(SUPPLIED INFORMATION Opens)

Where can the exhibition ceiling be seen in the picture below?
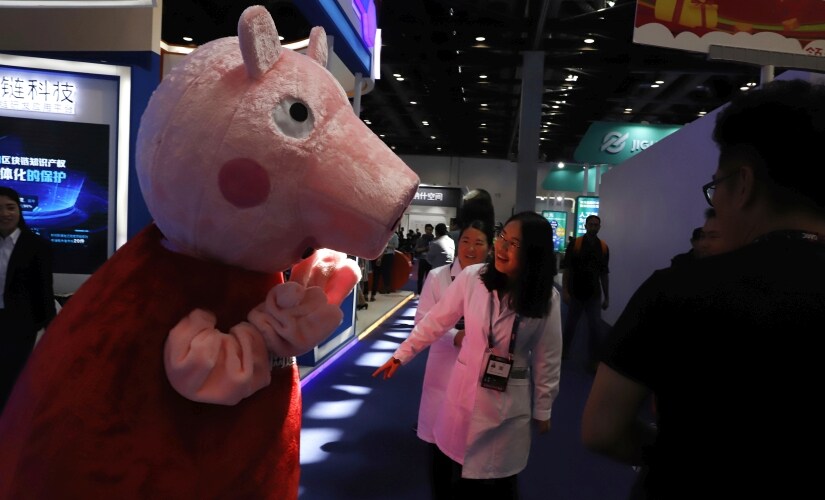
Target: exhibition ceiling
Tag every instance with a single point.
(459, 95)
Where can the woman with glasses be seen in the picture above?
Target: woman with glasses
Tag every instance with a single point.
(507, 370)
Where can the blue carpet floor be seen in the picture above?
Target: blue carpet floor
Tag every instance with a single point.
(358, 440)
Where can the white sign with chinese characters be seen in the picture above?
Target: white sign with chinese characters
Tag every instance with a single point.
(36, 94)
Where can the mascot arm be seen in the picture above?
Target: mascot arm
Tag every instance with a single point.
(300, 314)
(206, 365)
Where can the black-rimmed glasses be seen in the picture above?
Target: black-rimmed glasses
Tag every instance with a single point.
(710, 187)
(509, 243)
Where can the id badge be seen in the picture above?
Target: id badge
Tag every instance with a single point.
(497, 373)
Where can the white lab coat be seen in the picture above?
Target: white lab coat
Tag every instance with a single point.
(443, 351)
(488, 431)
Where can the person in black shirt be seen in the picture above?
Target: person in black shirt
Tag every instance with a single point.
(724, 344)
(585, 287)
(27, 301)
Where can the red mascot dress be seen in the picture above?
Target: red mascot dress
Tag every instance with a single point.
(106, 349)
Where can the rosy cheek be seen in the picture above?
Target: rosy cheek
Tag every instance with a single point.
(243, 182)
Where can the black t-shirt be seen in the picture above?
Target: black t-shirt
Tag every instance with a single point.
(585, 268)
(726, 343)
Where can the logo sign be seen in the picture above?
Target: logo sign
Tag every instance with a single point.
(437, 196)
(36, 92)
(613, 143)
(558, 222)
(585, 207)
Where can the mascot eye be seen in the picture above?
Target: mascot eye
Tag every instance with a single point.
(293, 118)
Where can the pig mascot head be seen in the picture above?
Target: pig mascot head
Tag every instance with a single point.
(170, 373)
(249, 153)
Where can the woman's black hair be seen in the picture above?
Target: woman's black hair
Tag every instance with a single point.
(533, 284)
(476, 205)
(15, 196)
(479, 225)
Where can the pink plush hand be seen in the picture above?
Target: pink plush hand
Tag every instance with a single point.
(208, 366)
(330, 270)
(293, 319)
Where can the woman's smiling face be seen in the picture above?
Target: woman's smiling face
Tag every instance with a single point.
(472, 247)
(507, 249)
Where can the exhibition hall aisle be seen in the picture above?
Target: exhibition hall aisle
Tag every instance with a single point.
(358, 441)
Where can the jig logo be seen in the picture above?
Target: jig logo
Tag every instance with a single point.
(614, 142)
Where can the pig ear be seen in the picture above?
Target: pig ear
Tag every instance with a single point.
(318, 45)
(260, 46)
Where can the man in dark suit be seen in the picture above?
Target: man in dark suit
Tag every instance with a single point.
(27, 303)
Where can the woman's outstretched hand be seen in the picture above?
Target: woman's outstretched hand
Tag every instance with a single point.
(388, 368)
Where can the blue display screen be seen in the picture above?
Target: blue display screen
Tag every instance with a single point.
(61, 170)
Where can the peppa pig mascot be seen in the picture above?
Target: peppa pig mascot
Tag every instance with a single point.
(170, 373)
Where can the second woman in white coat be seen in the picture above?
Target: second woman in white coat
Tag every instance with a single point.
(486, 432)
(474, 244)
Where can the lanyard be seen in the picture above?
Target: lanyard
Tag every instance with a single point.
(513, 333)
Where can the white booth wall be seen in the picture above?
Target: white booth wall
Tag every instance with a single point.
(650, 203)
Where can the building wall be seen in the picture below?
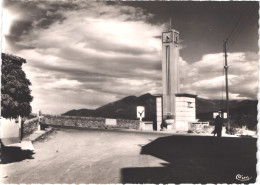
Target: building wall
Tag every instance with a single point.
(170, 72)
(185, 112)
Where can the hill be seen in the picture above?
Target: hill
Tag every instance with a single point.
(125, 108)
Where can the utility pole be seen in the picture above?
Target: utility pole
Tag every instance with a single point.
(226, 74)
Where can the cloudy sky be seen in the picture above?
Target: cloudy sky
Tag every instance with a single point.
(87, 54)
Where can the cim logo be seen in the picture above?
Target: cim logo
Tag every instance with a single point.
(242, 177)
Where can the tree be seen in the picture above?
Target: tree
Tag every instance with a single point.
(15, 92)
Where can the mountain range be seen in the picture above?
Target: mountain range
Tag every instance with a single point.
(125, 108)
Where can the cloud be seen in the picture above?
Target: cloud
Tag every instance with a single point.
(84, 55)
(206, 77)
(95, 50)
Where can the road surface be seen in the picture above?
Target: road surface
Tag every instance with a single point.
(93, 156)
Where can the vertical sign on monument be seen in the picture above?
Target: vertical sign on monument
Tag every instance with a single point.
(170, 71)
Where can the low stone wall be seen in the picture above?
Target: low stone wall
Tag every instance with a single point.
(90, 122)
(29, 126)
(201, 127)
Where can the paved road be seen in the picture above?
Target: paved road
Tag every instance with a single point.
(89, 156)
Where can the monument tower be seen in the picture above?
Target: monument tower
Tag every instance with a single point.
(170, 72)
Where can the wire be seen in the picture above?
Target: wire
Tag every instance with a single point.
(238, 22)
(241, 27)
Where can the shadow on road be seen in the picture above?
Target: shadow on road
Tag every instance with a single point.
(194, 159)
(10, 154)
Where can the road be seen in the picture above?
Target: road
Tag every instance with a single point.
(92, 156)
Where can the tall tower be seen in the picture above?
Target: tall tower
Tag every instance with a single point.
(170, 71)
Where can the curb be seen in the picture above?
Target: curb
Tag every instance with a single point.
(42, 135)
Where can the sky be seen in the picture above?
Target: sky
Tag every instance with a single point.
(86, 54)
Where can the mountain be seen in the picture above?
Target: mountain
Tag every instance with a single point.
(126, 109)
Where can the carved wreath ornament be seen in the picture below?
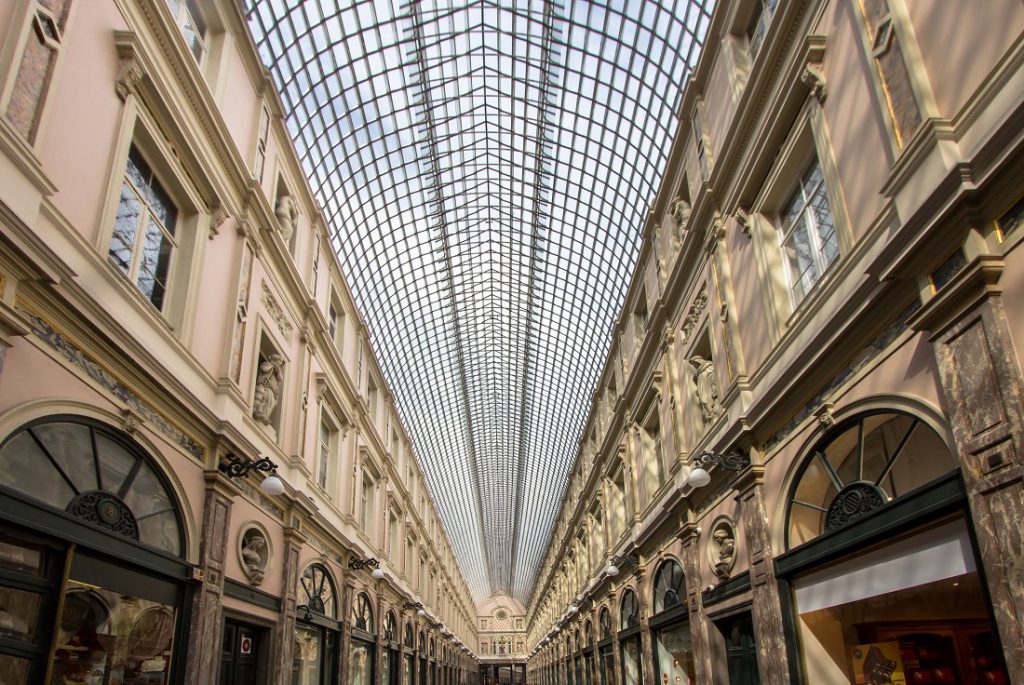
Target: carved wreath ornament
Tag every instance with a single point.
(854, 501)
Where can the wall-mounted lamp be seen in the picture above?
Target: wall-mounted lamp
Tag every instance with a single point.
(420, 611)
(624, 562)
(358, 564)
(238, 468)
(733, 461)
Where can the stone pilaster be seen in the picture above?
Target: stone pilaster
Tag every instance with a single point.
(984, 394)
(282, 669)
(206, 623)
(345, 615)
(768, 629)
(646, 647)
(694, 600)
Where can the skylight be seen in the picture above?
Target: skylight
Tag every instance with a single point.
(486, 167)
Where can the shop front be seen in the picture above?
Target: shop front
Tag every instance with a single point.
(92, 580)
(882, 563)
(671, 629)
(606, 648)
(392, 659)
(316, 630)
(588, 653)
(408, 657)
(361, 649)
(630, 640)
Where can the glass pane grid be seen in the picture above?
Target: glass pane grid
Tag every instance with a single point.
(486, 169)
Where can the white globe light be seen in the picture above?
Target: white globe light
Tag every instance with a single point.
(272, 485)
(698, 477)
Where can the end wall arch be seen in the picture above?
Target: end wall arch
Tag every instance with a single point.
(27, 413)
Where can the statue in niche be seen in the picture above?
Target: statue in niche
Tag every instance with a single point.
(288, 214)
(707, 387)
(726, 541)
(680, 211)
(254, 556)
(267, 386)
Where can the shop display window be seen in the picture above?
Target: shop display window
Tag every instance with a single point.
(675, 655)
(110, 638)
(914, 612)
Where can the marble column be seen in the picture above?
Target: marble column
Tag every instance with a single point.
(282, 669)
(984, 391)
(345, 611)
(207, 618)
(769, 633)
(690, 558)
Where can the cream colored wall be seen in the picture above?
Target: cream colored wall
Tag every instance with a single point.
(81, 150)
(961, 49)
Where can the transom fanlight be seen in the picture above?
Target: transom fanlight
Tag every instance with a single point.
(95, 473)
(485, 169)
(668, 586)
(317, 591)
(859, 466)
(629, 610)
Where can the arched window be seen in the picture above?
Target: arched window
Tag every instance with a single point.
(668, 586)
(390, 628)
(95, 473)
(859, 466)
(317, 591)
(363, 613)
(630, 610)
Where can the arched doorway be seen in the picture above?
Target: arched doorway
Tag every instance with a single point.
(91, 569)
(882, 561)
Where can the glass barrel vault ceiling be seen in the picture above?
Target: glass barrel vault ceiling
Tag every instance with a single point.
(486, 167)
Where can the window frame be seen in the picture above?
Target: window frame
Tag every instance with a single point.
(807, 139)
(138, 128)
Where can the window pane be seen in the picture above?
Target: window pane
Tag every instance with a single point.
(71, 446)
(156, 264)
(25, 468)
(800, 262)
(18, 614)
(125, 225)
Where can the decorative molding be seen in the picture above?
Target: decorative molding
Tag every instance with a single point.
(696, 309)
(130, 71)
(104, 379)
(275, 311)
(814, 79)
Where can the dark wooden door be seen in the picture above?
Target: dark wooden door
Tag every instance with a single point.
(239, 653)
(741, 650)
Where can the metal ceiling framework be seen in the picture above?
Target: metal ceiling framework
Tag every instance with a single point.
(486, 167)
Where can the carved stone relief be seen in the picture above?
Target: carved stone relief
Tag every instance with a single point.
(254, 553)
(722, 548)
(267, 387)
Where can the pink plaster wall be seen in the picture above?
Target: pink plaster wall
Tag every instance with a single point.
(854, 118)
(82, 116)
(962, 42)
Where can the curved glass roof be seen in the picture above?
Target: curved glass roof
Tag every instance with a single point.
(486, 167)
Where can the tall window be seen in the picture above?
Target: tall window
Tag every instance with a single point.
(328, 443)
(34, 74)
(368, 505)
(143, 244)
(264, 131)
(193, 26)
(758, 26)
(808, 233)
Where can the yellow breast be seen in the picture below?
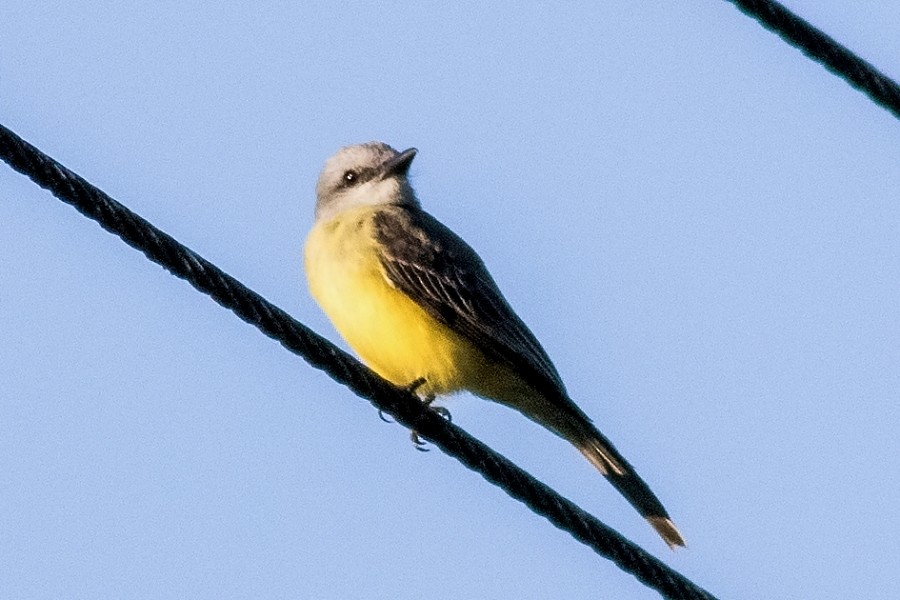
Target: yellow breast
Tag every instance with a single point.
(390, 332)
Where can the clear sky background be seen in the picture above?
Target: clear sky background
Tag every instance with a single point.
(700, 224)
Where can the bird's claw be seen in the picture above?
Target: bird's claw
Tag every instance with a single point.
(442, 412)
(418, 442)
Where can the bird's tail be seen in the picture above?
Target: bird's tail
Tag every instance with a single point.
(603, 455)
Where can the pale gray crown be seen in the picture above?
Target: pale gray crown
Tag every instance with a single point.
(368, 174)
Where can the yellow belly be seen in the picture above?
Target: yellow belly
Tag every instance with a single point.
(390, 332)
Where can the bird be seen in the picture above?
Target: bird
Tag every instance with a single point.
(418, 306)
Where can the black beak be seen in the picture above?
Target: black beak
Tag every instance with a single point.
(399, 165)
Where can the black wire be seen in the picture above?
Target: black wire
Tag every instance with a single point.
(319, 352)
(824, 49)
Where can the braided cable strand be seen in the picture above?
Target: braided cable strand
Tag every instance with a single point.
(319, 352)
(824, 49)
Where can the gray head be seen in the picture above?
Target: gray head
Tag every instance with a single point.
(369, 174)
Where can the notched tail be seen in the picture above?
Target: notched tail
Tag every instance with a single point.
(604, 456)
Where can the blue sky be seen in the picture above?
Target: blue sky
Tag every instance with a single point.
(699, 223)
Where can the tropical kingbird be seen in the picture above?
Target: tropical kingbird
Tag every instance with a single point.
(418, 306)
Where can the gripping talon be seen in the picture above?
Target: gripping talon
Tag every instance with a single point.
(415, 385)
(418, 442)
(442, 412)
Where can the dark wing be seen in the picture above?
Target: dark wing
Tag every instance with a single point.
(444, 275)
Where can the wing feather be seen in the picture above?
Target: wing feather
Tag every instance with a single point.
(436, 268)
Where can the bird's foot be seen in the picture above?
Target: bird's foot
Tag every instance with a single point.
(428, 401)
(419, 443)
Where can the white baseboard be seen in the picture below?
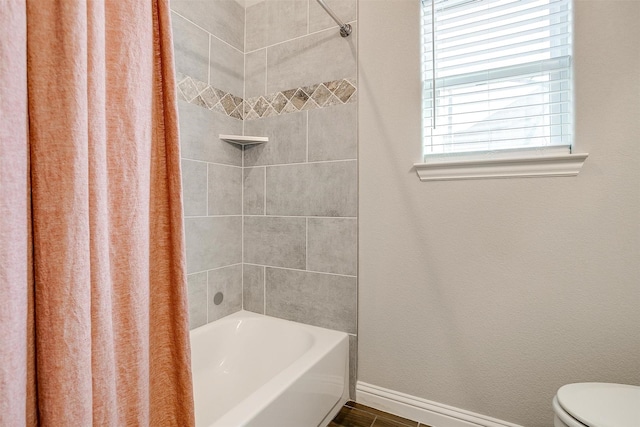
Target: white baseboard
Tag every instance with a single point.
(424, 411)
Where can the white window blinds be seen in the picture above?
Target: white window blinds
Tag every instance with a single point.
(501, 70)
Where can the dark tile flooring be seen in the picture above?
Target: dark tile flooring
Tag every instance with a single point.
(355, 414)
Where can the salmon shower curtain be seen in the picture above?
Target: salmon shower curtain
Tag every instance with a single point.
(94, 324)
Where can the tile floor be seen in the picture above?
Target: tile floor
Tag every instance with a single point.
(355, 414)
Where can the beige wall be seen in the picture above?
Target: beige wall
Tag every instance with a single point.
(488, 295)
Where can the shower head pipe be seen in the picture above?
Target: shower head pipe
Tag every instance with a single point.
(345, 29)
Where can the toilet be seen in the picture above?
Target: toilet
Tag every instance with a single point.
(597, 405)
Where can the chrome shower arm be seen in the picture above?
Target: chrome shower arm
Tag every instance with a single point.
(345, 29)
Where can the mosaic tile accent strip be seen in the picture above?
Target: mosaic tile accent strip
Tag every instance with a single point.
(321, 95)
(209, 97)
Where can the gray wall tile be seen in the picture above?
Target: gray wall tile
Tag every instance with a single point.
(256, 26)
(225, 190)
(199, 130)
(287, 140)
(317, 299)
(194, 188)
(314, 189)
(213, 242)
(197, 298)
(191, 46)
(253, 288)
(320, 20)
(318, 57)
(227, 280)
(222, 18)
(255, 73)
(275, 241)
(332, 245)
(226, 67)
(253, 191)
(333, 133)
(275, 21)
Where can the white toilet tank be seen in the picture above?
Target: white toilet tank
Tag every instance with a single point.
(600, 404)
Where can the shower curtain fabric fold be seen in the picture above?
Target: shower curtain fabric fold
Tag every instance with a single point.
(96, 321)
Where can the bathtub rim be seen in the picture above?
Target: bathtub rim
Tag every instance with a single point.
(325, 341)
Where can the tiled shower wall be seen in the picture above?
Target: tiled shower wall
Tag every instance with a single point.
(273, 227)
(209, 52)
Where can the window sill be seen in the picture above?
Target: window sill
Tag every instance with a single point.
(524, 166)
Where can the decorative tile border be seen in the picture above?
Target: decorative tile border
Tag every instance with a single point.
(321, 95)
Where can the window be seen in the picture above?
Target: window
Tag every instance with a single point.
(496, 76)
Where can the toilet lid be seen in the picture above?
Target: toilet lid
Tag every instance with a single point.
(602, 404)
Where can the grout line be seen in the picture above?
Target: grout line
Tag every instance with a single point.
(207, 31)
(209, 63)
(206, 195)
(304, 35)
(214, 269)
(207, 295)
(213, 216)
(297, 216)
(308, 14)
(307, 163)
(266, 70)
(302, 271)
(244, 80)
(210, 163)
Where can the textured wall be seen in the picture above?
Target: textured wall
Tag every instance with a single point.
(488, 295)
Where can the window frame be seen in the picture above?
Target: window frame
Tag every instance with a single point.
(548, 161)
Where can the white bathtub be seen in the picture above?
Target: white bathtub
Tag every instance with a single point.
(259, 371)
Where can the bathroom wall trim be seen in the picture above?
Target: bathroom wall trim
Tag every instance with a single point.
(422, 410)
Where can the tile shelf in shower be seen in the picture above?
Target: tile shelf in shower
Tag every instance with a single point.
(244, 139)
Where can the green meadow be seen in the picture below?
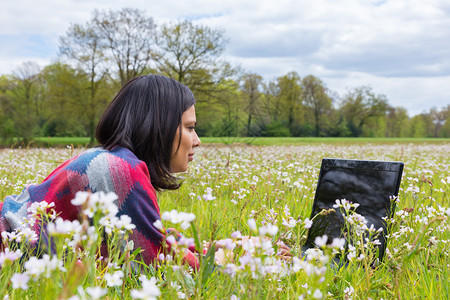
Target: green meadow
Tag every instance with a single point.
(263, 188)
(261, 141)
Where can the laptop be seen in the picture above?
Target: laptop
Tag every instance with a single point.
(371, 184)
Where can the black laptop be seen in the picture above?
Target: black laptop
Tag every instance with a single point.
(371, 184)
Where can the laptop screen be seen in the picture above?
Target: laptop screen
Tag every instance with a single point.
(369, 183)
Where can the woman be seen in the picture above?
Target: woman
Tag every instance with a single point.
(146, 134)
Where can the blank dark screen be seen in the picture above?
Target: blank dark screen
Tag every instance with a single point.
(368, 183)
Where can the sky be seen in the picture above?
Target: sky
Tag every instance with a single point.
(399, 48)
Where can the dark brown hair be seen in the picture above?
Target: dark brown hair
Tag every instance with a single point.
(144, 117)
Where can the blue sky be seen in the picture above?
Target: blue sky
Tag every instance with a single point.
(400, 48)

(SUPPLIED INFORMATION Closes)

EXERCISE GOAL: Pull together all lines from the data that mention the word "range".

YOUR RESPONSE:
Where can the mountain range be seen in the picture above?
Target: mountain range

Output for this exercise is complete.